** Begin **

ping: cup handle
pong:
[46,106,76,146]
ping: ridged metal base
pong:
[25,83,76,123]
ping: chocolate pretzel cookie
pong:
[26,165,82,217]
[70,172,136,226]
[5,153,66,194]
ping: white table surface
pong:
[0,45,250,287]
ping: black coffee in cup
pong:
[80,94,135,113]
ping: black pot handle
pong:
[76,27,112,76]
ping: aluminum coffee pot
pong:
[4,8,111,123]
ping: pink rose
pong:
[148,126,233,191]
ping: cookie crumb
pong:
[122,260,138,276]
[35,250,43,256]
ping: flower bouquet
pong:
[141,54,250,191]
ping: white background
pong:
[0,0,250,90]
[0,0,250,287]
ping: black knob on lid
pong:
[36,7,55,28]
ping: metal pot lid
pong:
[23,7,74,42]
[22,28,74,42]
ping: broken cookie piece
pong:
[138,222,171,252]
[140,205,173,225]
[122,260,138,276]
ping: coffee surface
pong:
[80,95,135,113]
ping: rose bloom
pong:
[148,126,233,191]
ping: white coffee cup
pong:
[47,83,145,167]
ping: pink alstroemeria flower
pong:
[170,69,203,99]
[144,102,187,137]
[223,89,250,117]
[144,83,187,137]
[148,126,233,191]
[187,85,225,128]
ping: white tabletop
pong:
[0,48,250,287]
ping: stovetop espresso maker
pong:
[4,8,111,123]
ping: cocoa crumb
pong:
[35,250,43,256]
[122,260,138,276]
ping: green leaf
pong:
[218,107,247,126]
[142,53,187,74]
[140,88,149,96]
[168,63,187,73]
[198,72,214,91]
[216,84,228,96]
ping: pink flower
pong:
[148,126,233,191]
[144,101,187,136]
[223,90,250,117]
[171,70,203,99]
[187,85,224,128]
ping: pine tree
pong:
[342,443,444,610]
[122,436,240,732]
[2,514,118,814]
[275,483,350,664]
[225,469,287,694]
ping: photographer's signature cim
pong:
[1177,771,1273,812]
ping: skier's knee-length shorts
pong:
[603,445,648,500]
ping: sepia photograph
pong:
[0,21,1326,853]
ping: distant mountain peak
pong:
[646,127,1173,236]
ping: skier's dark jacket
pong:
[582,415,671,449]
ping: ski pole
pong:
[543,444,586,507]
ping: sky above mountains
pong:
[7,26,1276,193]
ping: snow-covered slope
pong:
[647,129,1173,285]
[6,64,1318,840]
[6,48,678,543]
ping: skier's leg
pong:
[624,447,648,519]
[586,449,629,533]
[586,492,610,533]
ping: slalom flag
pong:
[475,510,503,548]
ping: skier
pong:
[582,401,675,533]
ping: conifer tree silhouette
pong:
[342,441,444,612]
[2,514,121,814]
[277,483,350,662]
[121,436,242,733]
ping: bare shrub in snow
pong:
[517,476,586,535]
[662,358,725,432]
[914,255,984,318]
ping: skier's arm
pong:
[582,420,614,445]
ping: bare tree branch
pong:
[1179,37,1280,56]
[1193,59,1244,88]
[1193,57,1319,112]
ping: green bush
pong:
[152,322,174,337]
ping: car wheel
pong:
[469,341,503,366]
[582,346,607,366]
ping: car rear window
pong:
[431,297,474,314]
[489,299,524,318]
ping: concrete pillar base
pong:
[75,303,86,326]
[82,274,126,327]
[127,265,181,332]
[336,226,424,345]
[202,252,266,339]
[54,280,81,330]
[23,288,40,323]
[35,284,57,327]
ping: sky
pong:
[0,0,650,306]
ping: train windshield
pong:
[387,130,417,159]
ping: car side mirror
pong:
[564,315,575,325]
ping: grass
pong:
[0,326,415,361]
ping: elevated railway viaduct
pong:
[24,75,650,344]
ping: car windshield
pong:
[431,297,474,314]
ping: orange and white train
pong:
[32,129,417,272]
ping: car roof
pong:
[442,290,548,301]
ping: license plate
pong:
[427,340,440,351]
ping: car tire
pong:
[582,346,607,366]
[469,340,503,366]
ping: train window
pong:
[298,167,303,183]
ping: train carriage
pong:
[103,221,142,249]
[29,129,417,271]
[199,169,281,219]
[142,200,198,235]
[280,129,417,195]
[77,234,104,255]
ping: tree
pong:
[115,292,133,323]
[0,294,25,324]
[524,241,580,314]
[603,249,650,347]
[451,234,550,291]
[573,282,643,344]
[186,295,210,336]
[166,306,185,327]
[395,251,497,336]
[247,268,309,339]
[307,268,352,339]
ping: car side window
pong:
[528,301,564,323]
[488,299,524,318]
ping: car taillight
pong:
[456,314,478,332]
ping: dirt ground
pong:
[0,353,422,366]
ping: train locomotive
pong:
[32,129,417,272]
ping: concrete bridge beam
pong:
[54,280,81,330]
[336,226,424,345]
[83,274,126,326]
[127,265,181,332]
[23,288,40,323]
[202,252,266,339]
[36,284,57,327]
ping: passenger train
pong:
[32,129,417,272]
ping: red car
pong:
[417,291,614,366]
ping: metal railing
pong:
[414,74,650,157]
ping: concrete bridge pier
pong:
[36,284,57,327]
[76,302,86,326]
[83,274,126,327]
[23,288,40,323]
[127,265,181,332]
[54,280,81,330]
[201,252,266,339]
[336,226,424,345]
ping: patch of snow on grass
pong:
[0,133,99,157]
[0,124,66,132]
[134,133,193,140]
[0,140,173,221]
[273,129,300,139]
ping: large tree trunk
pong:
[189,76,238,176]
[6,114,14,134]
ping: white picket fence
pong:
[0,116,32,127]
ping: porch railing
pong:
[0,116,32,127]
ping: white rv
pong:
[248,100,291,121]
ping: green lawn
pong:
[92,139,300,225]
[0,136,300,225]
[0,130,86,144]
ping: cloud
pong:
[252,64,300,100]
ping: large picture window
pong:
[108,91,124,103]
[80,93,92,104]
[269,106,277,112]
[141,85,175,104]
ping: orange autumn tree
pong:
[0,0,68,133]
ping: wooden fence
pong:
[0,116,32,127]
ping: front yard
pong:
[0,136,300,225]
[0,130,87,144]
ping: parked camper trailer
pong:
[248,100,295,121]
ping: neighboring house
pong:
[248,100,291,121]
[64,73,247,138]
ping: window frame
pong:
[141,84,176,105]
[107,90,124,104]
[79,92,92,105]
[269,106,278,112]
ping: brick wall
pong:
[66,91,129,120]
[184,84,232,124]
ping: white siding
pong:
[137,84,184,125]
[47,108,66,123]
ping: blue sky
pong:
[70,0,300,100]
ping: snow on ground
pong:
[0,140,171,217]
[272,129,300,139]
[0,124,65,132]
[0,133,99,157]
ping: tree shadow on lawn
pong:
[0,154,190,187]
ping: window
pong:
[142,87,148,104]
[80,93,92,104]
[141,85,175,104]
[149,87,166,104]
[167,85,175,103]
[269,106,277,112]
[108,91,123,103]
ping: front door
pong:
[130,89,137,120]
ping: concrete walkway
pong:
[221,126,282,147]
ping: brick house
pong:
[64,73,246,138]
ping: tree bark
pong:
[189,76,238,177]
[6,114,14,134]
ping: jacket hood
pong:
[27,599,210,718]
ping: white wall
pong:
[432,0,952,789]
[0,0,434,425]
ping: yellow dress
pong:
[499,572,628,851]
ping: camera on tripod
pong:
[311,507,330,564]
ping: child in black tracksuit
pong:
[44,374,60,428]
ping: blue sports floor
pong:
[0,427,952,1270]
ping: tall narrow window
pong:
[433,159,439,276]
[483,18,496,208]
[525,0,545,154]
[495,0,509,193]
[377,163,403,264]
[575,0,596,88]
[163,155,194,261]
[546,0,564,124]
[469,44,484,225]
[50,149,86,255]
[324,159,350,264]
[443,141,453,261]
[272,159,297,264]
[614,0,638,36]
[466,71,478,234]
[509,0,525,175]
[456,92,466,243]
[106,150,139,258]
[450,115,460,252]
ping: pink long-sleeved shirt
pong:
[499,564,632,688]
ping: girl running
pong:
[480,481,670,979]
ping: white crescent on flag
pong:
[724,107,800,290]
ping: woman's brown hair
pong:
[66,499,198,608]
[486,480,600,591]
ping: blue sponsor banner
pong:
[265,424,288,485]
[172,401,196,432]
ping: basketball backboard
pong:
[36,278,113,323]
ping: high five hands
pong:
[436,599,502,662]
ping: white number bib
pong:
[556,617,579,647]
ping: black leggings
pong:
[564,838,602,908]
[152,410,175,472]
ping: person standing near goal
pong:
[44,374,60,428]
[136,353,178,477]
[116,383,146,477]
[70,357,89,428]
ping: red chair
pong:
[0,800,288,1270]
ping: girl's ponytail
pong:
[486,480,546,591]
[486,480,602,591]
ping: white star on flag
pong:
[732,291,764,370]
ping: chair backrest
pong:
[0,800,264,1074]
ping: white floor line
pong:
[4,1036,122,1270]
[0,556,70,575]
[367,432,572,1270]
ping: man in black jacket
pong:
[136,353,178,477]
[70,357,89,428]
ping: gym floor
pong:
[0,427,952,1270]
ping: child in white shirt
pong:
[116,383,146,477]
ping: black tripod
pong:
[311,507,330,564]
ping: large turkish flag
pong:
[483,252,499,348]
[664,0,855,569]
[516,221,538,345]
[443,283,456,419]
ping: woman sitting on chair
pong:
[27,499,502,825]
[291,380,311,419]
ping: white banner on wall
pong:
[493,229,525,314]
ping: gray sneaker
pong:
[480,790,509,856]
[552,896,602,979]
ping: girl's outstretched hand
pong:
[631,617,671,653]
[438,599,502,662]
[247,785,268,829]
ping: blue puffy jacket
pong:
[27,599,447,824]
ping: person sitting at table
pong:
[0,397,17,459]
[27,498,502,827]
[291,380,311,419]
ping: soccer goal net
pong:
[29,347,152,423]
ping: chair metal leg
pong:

** End **

*TASK STATEMENT*
Switch "brick wall" to "stone wall" in the listing and give back only the lines starting with the line containing "ping: orange autumn tree" and going on through the line containing "[27,599,210,718]", leaving everything else unchanged.

*SOLUTION BELOW*
ping: orange autumn tree
pong:
[0,0,68,133]
ping: wooden fence
pong:
[0,116,32,127]
ping: front yard
pong:
[0,136,300,225]
[0,130,87,144]
ping: parked camper trailer
pong:
[248,100,295,121]
ping: neighboring house
pong:
[248,100,291,121]
[64,73,247,138]
ping: window frame
pong:
[141,84,176,105]
[107,90,124,104]
[79,92,92,105]
[269,106,278,112]
ping: stone wall
pong:
[66,91,129,120]
[184,84,232,124]
ping: white siding
pong:
[137,84,184,125]
[47,108,66,123]
ping: blue sky
pong:
[70,0,300,100]
ping: snow on ground
pong:
[0,140,171,217]
[272,129,300,139]
[0,124,65,132]
[0,133,99,157]
ping: tree shadow on lawn
pong:
[0,154,190,187]
ping: window
pong:
[142,87,148,104]
[80,93,92,104]
[141,85,175,104]
[149,87,166,104]
[167,85,175,103]
[269,106,277,112]
[108,91,123,103]
ping: front door
pong:
[130,89,137,120]
ping: concrete walkway
pong:
[221,126,282,147]
ping: brick house
pong:
[64,73,246,138]
ping: tree bark
pong:
[189,76,238,177]
[6,114,14,134]
ping: jacket hood
pong:
[27,599,210,718]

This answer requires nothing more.